How to Parse the Google Results Page using Regular Expressions Even if You’re a Total PHP n00b

 Google Scraping

There comes a time in the course of every SEO’s life where they find themselves wishing to scrape their own search rankings data rather than use one of the fine commercial tools available for the task.  Fortunately for me, not every SEO is also a hacker, so I do a lot of work with professional online marketing consultants in need of a web programmer who speaks fluent SEO to turn their geeky daydreams into working apps.  But what if you can’t afford me?


Well, there are myriad reasons to write your own script to parse Google search result pages, but it does bring up the sticky issue of how you obtained them.  According to Google’s Terms of Service:

5.3 You agree not to access (or attempt to access) any of the Services by any means other than through the interface that is provided by Google, unless you have been specifically allowed to do so in a separate agreement with Google. You specifically agree not to access (or attempt to access) any of the Services through any automated means (including use of scripts or web crawlers) and shall ensure that you comply with the instructions set out in any robots.txt file present on the Services.

Just look at the SeoQuake and RankQuest SEO tool plugins for a few examples of public, popular, in-your-face violations of this TOS clause and you’ll quickly realize how moot this rule can be, or at least how arbitrarily it may be enforced by Google.  Further, their IP-blocking policies limit the rate at which one IP address (presumably some distinct machine, either server or workstation) can perform search queries, which is a kind of tacit approval of a certain volume of automated queries, don’t you think?  But really, I’m not about to condone violating Google’s TOS, so…

WARNING: The following instructions are for tobacco use only.

Now, assuming that either you or your college intern (or your undocumented computer-literate immigrant, or your Amazon Mechanical Turksters) have meticulously loaded and saved the HTML source of the search engine results pages (SERPs) for each and every term you’re tracking, how do you then mine all that gloriously-raw organic search intelligence into usable numerical rankings, URL lists, trend graphs, competitor discovery and low-hanging-fruit reports, without having to pay and trust your Google-TOS-abiding wage slaves to do it with no margin for error?

Parsing!

***

■ **Jobs**:
1. Can you write out the passage of the post on parsing Google results pages from "How to Parse" up to and including "can’t afford me?"?
2. In the post on parsing Google results pages, what do Google's IP-blocking policies limit?

[Entries drawn from a collection]
***

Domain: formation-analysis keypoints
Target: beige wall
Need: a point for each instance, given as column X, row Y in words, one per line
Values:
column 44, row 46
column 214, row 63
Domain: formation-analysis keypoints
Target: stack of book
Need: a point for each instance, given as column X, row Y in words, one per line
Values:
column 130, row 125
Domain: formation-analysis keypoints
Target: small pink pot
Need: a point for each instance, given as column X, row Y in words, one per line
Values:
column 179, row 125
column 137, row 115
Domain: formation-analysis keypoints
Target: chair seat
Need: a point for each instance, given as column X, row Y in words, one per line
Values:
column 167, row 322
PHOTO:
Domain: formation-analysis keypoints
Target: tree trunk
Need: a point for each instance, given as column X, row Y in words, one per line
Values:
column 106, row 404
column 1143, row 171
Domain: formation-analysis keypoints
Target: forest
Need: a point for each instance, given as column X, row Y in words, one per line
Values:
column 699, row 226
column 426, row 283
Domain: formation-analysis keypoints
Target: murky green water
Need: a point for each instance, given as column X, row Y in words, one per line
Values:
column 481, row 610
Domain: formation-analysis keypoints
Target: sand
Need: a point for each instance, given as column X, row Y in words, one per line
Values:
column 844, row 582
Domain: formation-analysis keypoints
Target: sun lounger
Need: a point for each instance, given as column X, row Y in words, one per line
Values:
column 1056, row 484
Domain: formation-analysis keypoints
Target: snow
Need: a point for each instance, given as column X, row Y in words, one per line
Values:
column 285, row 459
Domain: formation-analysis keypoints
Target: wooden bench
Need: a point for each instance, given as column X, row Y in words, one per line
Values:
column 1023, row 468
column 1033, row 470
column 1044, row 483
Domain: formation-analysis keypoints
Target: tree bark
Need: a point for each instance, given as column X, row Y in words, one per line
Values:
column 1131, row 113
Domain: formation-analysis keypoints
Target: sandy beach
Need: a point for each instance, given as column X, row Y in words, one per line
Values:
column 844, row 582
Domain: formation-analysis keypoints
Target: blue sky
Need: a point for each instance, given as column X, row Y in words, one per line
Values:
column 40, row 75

***

■ **The answers**:
1.
How to Parse the Google Results Page using Regular Expressions Even if You’re a Total PHP n00b

 Google Scraping

There comes a time in the course of every SEO’s life where they find themselves wishing to scrape their own search rankings data rather than use one of the fine commercial tools available for the task.  Fortunately for me, not every SEO is also a hacker, so I do a lot of work with professional online marketing consultants in need of a web programmer who speaks fluent SEO to turn their geeky daydreams into working apps.  But what if you can’t afford me?

2. The rate at which one IP address can perform search queries.